**About this exercise**
Set every entry down again exactly, omitting none.

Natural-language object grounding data

= Beginning of Section =

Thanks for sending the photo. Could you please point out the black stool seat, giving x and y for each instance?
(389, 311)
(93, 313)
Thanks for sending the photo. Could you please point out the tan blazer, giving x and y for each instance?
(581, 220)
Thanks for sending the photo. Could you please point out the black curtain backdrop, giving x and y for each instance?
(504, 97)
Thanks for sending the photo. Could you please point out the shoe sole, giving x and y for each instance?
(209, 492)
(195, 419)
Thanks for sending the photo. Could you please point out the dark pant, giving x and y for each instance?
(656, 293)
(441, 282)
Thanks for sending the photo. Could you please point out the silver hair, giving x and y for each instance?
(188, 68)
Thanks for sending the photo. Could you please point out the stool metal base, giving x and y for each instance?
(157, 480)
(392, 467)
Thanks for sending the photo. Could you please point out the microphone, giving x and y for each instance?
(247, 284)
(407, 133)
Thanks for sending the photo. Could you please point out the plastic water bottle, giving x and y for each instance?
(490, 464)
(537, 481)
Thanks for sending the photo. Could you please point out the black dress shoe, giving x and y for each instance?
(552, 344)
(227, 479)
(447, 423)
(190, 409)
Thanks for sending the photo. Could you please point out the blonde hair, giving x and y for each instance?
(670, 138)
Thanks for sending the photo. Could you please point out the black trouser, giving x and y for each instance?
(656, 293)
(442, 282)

= End of Section =

**Result for this exercise**
Thanks for sending the photo. Could you please point out the black stool seat, giving x and y for each instance?
(389, 311)
(93, 313)
Thanks for sending the photo. Could you please point out the tan blazer, giving x and y for each instance?
(581, 220)
Thanks for sending the photo. Could you please point out the black curtain backdrop, giving x and y for each instance?
(504, 97)
Thanks for sending the photo. Could you please point out the shoe sole, giving x and y for each instance?
(209, 492)
(195, 419)
Thanks for sending the photo. Could you please point out the dark pant, giving x and y for each instance?
(656, 293)
(441, 282)
Thanks for sending the photo. Could you please point out the silver hair, giving x and y for each instance?
(188, 68)
Thanks for sending the photo. Could you please point out the stool metal base, giving x and y for each instance?
(157, 480)
(392, 467)
Thanks for sending the photo. Could you please point out the microphone, giving x and y for each instance?
(247, 284)
(407, 133)
Thanks for sending the photo. Could you please point out the plastic water bottle, giving x and y for each instance?
(490, 464)
(537, 481)
Thanks for sending the photo. Could you please point out the black dress shoe, giving x and y for each instance?
(552, 344)
(227, 479)
(447, 423)
(190, 409)
Thanks for sending the photo. Could you please point out the blonde hair, giving x and y for each instance?
(670, 138)
Thanks for sending the photo. Could you please point out the black trouser, giving x and y for each instance?
(656, 293)
(442, 282)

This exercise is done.